* **Problem to solve**
Reproduce the listing below line for line, without changing anything.

-.-.-

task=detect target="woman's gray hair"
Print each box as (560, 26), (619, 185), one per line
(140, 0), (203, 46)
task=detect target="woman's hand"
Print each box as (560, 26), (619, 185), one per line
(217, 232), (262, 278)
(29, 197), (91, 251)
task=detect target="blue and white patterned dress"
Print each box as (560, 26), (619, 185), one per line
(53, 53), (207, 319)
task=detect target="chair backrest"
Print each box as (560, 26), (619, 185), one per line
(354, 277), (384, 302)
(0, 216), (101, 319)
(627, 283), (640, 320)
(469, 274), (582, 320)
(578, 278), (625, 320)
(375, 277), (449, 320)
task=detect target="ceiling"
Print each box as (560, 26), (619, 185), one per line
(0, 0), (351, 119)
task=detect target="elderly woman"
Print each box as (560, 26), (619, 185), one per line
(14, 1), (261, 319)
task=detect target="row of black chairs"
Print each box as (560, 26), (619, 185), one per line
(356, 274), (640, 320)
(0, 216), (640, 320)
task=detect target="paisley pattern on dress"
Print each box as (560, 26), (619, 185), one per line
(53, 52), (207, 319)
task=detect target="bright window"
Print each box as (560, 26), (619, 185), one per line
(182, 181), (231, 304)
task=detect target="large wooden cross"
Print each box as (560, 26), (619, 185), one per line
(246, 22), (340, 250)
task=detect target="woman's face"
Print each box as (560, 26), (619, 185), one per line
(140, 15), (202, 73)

-.-.-

* **Final result**
task=detect target="woman's gray hair"
Print each box as (560, 26), (619, 185), one per line
(140, 0), (203, 46)
task=detect target="woman's hand"
Print each box as (560, 26), (619, 185), one per line
(217, 232), (262, 278)
(29, 197), (91, 251)
task=detect target="blue and white patterned dress"
Print each box as (560, 26), (619, 185), one per line
(53, 53), (207, 319)
task=detect target="chair backrest"
Print each box as (560, 26), (619, 185), one per line
(354, 277), (384, 302)
(0, 216), (101, 319)
(627, 283), (640, 320)
(469, 274), (582, 320)
(578, 278), (625, 320)
(375, 277), (449, 320)
task=detect target="ceiling"
Print each box as (560, 26), (619, 185), one per line
(0, 0), (351, 119)
task=detect target="elderly woman"
Print each box as (560, 26), (619, 185), one per line
(14, 1), (261, 319)
task=detect target="row of black chairs"
Print each box as (560, 26), (619, 185), one per line
(356, 274), (640, 320)
(0, 216), (640, 320)
task=detect target="paisley pattern on dress"
Print each box as (560, 26), (619, 185), one per line
(53, 52), (207, 319)
task=detect target="bright window"
Print each box as (560, 26), (619, 185), one per line
(182, 181), (231, 304)
task=detect target="large wooden cross"
Print each box as (560, 26), (619, 185), one per line
(246, 22), (340, 250)
task=detect target="woman's face"
Print each box as (560, 26), (619, 185), one per line
(140, 15), (202, 73)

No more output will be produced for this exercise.